• STUDY MATERIAL
____________
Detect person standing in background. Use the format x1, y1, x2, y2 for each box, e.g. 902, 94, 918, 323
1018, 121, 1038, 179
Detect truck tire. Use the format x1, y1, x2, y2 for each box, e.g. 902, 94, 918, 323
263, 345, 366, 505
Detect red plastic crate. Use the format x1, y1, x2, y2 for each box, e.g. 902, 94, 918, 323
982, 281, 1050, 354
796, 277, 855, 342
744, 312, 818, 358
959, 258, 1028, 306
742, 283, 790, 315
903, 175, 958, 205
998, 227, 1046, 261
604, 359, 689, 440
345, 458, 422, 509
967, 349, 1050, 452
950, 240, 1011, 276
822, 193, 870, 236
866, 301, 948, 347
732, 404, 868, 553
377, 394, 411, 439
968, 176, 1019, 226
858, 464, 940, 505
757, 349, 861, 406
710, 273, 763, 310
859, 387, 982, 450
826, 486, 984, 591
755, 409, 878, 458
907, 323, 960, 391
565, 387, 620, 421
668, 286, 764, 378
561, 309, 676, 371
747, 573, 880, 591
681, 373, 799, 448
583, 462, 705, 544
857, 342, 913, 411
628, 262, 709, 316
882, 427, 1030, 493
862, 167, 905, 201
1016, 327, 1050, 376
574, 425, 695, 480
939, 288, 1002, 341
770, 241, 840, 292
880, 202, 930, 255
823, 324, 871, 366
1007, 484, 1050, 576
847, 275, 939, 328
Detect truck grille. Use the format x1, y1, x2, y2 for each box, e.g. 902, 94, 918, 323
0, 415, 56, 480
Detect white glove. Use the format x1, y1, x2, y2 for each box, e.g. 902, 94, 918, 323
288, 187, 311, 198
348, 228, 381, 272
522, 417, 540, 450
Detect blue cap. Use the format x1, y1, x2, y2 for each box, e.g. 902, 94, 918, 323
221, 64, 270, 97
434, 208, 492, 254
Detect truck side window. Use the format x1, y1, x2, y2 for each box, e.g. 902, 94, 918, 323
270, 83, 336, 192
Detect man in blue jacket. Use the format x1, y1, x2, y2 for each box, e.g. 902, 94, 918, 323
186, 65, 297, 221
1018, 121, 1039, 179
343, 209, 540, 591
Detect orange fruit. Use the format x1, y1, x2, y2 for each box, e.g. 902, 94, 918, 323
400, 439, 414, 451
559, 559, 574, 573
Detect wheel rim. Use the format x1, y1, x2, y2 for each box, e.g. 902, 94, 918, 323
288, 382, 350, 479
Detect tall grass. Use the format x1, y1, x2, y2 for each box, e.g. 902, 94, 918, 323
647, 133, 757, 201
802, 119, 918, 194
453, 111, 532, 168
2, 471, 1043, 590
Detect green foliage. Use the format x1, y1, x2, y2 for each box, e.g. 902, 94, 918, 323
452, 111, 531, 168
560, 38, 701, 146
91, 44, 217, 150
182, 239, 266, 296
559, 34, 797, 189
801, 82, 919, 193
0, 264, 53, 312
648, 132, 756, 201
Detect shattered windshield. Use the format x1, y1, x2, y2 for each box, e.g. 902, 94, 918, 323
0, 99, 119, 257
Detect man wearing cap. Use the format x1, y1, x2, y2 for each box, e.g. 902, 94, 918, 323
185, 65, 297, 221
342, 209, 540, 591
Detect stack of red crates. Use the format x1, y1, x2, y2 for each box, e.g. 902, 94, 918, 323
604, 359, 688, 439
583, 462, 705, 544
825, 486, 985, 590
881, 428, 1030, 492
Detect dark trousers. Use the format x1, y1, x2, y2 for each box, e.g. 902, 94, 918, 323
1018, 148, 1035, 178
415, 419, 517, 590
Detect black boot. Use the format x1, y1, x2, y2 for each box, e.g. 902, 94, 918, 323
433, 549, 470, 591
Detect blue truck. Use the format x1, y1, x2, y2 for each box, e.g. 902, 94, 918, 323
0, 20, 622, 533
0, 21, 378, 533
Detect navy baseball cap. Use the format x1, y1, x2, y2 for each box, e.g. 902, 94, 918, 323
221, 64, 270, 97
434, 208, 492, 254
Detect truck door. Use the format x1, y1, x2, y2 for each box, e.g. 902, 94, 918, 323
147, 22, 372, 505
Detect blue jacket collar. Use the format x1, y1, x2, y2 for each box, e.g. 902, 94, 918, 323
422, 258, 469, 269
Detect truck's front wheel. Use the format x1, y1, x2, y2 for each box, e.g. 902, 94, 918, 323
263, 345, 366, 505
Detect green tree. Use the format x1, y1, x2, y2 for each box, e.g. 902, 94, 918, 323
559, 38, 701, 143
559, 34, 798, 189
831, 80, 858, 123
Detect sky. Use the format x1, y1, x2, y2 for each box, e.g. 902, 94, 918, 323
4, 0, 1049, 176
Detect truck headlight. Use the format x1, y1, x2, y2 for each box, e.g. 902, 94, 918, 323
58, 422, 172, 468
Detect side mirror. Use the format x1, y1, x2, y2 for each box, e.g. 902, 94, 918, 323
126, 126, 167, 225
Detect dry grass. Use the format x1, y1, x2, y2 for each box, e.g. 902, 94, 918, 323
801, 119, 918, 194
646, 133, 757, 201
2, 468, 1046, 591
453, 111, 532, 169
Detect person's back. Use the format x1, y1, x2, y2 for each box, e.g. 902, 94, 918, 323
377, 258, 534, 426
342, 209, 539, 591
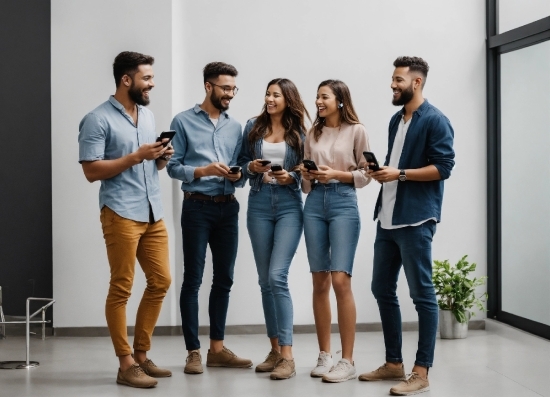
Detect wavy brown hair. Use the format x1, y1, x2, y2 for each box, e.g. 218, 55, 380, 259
311, 79, 360, 141
248, 78, 311, 161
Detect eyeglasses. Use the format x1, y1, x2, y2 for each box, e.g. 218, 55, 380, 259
207, 81, 239, 95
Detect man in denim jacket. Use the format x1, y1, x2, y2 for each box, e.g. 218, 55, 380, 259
362, 56, 455, 396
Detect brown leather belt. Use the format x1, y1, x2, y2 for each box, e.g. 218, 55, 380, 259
184, 191, 236, 203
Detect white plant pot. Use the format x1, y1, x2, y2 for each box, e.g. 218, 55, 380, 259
439, 309, 469, 339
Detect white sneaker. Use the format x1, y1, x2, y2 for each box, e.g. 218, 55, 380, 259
321, 359, 357, 383
310, 351, 333, 377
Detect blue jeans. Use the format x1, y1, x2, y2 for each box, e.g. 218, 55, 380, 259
303, 183, 360, 274
371, 221, 438, 368
180, 198, 239, 351
247, 184, 303, 346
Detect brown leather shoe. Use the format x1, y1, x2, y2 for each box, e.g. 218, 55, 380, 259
138, 358, 172, 378
184, 349, 203, 374
358, 363, 406, 381
206, 346, 253, 368
116, 363, 157, 388
270, 358, 296, 380
255, 349, 282, 372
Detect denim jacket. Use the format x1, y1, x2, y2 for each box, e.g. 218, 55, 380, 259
238, 118, 304, 192
373, 100, 455, 224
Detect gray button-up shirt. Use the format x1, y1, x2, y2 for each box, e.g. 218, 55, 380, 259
167, 104, 243, 196
78, 96, 163, 222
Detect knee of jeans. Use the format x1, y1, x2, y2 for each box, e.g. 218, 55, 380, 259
268, 271, 288, 291
409, 287, 437, 308
371, 280, 393, 300
212, 275, 234, 291
258, 276, 271, 293
182, 277, 203, 293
____________
• YOUR ASSIGNMENT
Copy out the entries exactly as they stand, omitting the images.

• ANSWER SPACE
Detect person standing in background. Use the format x1, y1, x2, y2 for each box, e.g. 902, 94, 918, 323
1018, 121, 1038, 179
Detect truck tire. Use the format x1, y1, x2, y2 for each box, e.g. 902, 94, 918, 323
263, 345, 366, 505
Detect red plastic crate. Use the format x1, y1, x2, y2 for each box, e.g. 902, 94, 918, 323
982, 281, 1050, 354
796, 277, 855, 342
744, 312, 818, 358
959, 258, 1028, 306
742, 283, 790, 315
903, 175, 958, 205
998, 227, 1046, 261
604, 359, 689, 440
345, 458, 422, 509
967, 349, 1050, 452
950, 240, 1011, 276
822, 193, 870, 236
866, 301, 948, 347
732, 404, 868, 553
377, 394, 411, 439
968, 176, 1019, 226
858, 464, 940, 505
757, 349, 861, 406
710, 273, 763, 310
859, 387, 982, 450
826, 486, 984, 591
755, 409, 878, 458
907, 323, 960, 391
565, 387, 620, 421
668, 286, 764, 378
561, 309, 676, 371
747, 573, 880, 591
681, 373, 799, 448
583, 462, 705, 544
857, 342, 913, 411
628, 262, 709, 316
882, 427, 1030, 493
862, 167, 905, 201
1016, 327, 1050, 376
574, 425, 695, 480
939, 288, 1002, 341
770, 241, 840, 292
880, 202, 930, 255
823, 324, 871, 366
1007, 484, 1050, 576
847, 275, 939, 328
Detect truck grille. Use the format x1, y1, x2, y2 for each box, e.g. 902, 94, 918, 323
0, 415, 56, 480
Detect white glove. Use the format x1, y1, x2, y2 for each box, e.g. 902, 94, 918, 323
288, 187, 311, 198
348, 228, 381, 272
522, 417, 540, 450
Detect blue cap. Use the format x1, y1, x2, y2 for each box, e.g. 902, 94, 918, 323
221, 64, 270, 97
434, 208, 492, 254
Detect truck side window. Use the format x1, y1, x2, y2 for each box, e.g. 902, 94, 918, 323
270, 83, 336, 192
Detect man in blue jacket. Use the format x1, y1, x2, y2 for each box, e.g. 902, 94, 918, 323
186, 65, 297, 221
1018, 121, 1039, 179
343, 209, 540, 591
Detect orange fruit. Use the format x1, y1, x2, y2 for each box, e.g. 902, 94, 918, 323
400, 439, 414, 451
559, 559, 574, 573
Detect wheel rim. Use the format x1, y1, x2, y2 for each box, e.g. 902, 94, 918, 323
288, 382, 350, 479
Detect tall grass. Use the format x1, y1, x2, y2 for each box, e.g. 902, 94, 918, 323
647, 133, 757, 201
802, 119, 918, 194
453, 111, 532, 168
2, 471, 1043, 590
Detect green foliage. Use the format x1, y1, x2, y2 for each box, e.g. 902, 94, 918, 323
452, 111, 531, 168
560, 38, 701, 146
91, 44, 217, 150
182, 239, 266, 296
559, 34, 797, 189
801, 82, 919, 193
0, 264, 53, 312
648, 132, 756, 201
Detect shattered windshield. Use the format x1, y1, x2, y2 for each box, e.g. 902, 94, 918, 323
0, 99, 119, 257
Detect man wearing cap. Use the format x1, y1, x2, y2 for each box, e.g. 902, 94, 918, 323
185, 65, 297, 221
342, 209, 540, 591
Detect stack of red crates. Use the format x1, y1, x2, y2 for each box, e.g. 902, 94, 918, 323
604, 359, 688, 439
583, 462, 705, 544
825, 486, 985, 590
881, 428, 1030, 492
Detect dark trousers. Use the format x1, y1, x2, y2 for each box, e.g. 902, 94, 918, 323
1018, 148, 1035, 178
415, 419, 517, 590
Detect black boot. Use the format x1, y1, x2, y2 for each box, e.g. 902, 94, 918, 323
433, 549, 470, 591
Detect blue truck. Use the format x1, y1, x2, y2 for each box, e.g. 902, 94, 918, 323
0, 20, 622, 533
0, 21, 378, 533
Detect navy baseball cap. Use the format x1, y1, x2, y2 for each box, e.g. 902, 94, 918, 323
221, 64, 270, 97
434, 208, 492, 254
Detect truck door. Use the format x1, y1, x2, y2 for each box, e.g. 902, 94, 918, 323
147, 22, 372, 505
Detect blue jacket collar. Use the format x1, y1, x2, y2 for each box, e.g. 902, 94, 918, 323
422, 258, 469, 269
Detect truck's front wheel. Use the format x1, y1, x2, y2 for each box, e.g. 902, 94, 918, 323
263, 345, 366, 505
Detect green tree. Use the format x1, y1, x2, y2 for each box, e.g. 902, 94, 918, 323
559, 38, 701, 143
559, 34, 798, 189
831, 80, 858, 123
Detect sky. Use the format x1, y1, x2, y2 for each box, e.g. 902, 94, 918, 323
4, 0, 1049, 176
Detect truck headlight. Use the format x1, y1, x2, y2 for each box, e.g. 902, 94, 918, 323
58, 422, 172, 468
Detect side mirror. Use the format x1, y1, x2, y2 for each box, e.g. 902, 94, 918, 323
126, 126, 167, 225
Detect dry grass. Use the format x1, y1, x2, y2 for each box, e.g. 902, 94, 918, 323
801, 119, 918, 194
646, 133, 757, 201
2, 468, 1046, 591
453, 111, 532, 169
Detect person's back. Use the format x1, y1, x2, y2 for each box, e.g. 902, 94, 918, 323
377, 258, 534, 426
342, 209, 539, 591
Detect wavy brown hair. Use the format x1, y1, x2, y2 for each box, e.g. 218, 55, 380, 259
311, 79, 360, 141
248, 78, 311, 161
Detect eyeglasses. Use the format x1, y1, x2, y2 for each box, e.g. 218, 55, 380, 259
207, 81, 239, 95
Detect man in denim jacket. Use the format x1, y1, x2, y2 for each box, e.g. 218, 55, 380, 259
362, 56, 455, 396
Detect brown leather belt. Use the format x1, y1, x2, y2 for each box, e.g. 218, 55, 380, 259
184, 191, 236, 203
Detect white plant pot. Use the format x1, y1, x2, y2 for each box, e.g. 218, 55, 380, 259
439, 309, 469, 339
Detect white sneaker. Use the format x1, y1, x2, y2 for each box, e.g. 218, 55, 380, 259
321, 359, 357, 383
310, 351, 333, 377
Detect blue jeans. Use the format x1, y1, x2, y2 for each box, e.g. 218, 55, 380, 259
303, 183, 360, 274
371, 221, 438, 368
180, 198, 239, 351
247, 184, 303, 346
Detect brown leather shoe. Use the format x1, y1, x2, y2 for each box, e.g. 218, 55, 380, 259
138, 358, 172, 378
184, 349, 203, 374
358, 363, 406, 381
206, 346, 253, 368
116, 363, 157, 388
270, 358, 296, 380
255, 349, 282, 372
Detect denim jacket. Use the format x1, y1, x2, y2 for each box, e.g. 218, 55, 380, 259
238, 118, 304, 192
373, 100, 455, 224
Detect gray button-up shirt. Use the format x1, y1, x2, y2 for each box, e.g. 218, 55, 380, 259
167, 104, 243, 196
78, 96, 163, 222
Detect knee of jeans. Use the format x1, y1, x2, y2 for each box, e.g. 218, 55, 380, 259
268, 271, 288, 291
409, 287, 437, 308
371, 280, 393, 300
212, 275, 234, 291
258, 276, 271, 293
182, 277, 203, 293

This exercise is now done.